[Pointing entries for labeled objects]

----

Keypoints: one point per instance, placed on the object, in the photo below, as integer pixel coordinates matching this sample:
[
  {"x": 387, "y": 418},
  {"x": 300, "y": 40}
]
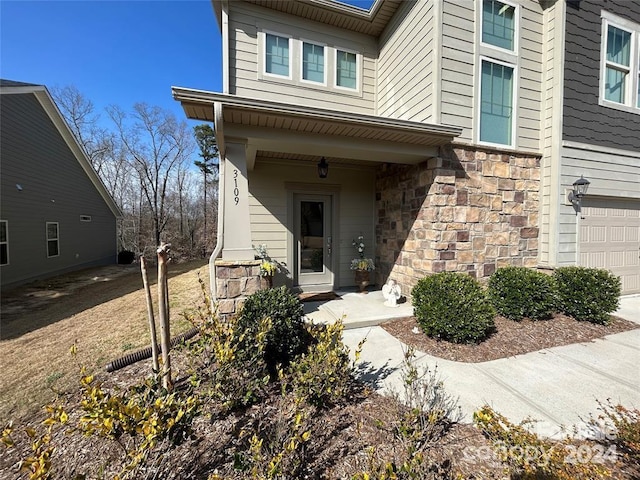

----

Pull out each line of the records that contains the string "coordinates". Only matches in the same case count.

Keypoints: one point per instance, placed on the object, in the photo below, as integer pixel coordinates matching this sample:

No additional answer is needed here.